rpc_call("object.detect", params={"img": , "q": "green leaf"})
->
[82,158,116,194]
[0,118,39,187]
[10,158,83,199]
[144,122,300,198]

• • •

§ GOAL OF THE EXERCISE
Collect each line of the items that contains the string "green".

§ RESPONSE TO THE TASK
rpc_call("object.detect", params={"img": , "q": "green leaf"})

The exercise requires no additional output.